PASSAGE DU TEXTE:
Pour aboutir dans ses réformes, le fin matois sut nous prendre par notre coté faible. Les jeux languissaient dans sa division, ce qui est l’indice d’un mauvais état d’esprit ; il s’ingénia à les remettre en faveur, à en créer de nouveaux et à les imposer par l’attrait de l’inédit. Ouvrier habile, il confectionna lui-même, au début de l’hiver, une série de traineaux aussi bien que l’eussent fait des gens de métier.

Il nous apprit à s’en servir dans les allées du parc. A la grande allée, la descente eût été impossible à cause de la quasi impossibilité de prendre le virage au bas. Le traineau arrivant avec la vitesse que l’on sait était projeté par dessus le talus dans les champs ou contre les arbres fruitiers qui le bordaient ; c’était un saut dans le vide d’au moins deux mètres, qui n’allait pas sans inconvénient, lorsque la neige était peu abondante. Comme d’autre part l’allée était fortement bombée et ravinée de chaque côté par les eaux, il y avait une réelle difficulté pour les conducteurs maladroit à garder le milieu de la piste. Le moindre faux coup de talon les précipitait dans les ornières ravinées et provoquait des chutes dangereuses. Le père Gautheron en sait quelque chose ! Qui se brisa ainsi une jambe ! On dut bientôt renoncer à la grande allée et trouver une pente plus douce. Le père Gogniat choisit l’allée qui aboutit au champ d’Amance et qui depuis à porté son nom.

OBJECTIF DE L'EXERCICE:
Extrayez tel quel, du récit ci-dessus sur les traîneaux du parc, le passage qui commence par « Pour aboutir dans » et se termine par « gens de métier. ».

SECTION DES DONNÉES:
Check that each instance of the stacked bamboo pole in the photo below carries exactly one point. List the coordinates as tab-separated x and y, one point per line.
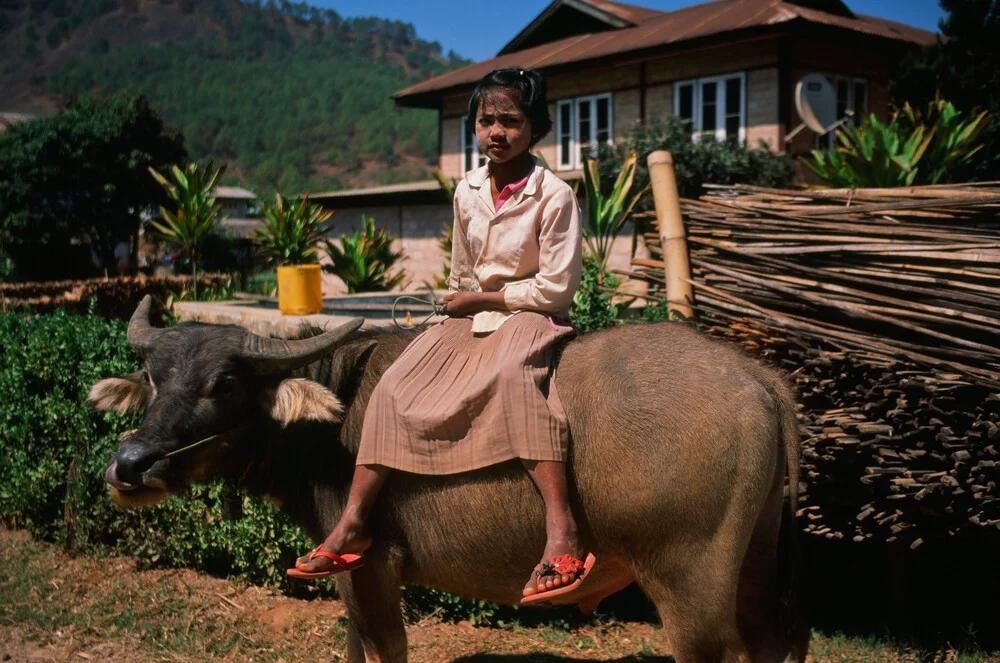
884	306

RÉPONSE ATTENDUE:
Pour aboutir dans ses réformes, le fin matois sut nous prendre par notre coté faible. Les jeux languissaient dans sa division, ce qui est l’indice d’un mauvais état d’esprit ; il s’ingénia à les remettre en faveur, à en créer de nouveaux et à les imposer par l’attrait de l’inédit. Ouvrier habile, il confectionna lui-même, au début de l’hiver, une série de traineaux aussi bien que l’eussent fait des gens de métier.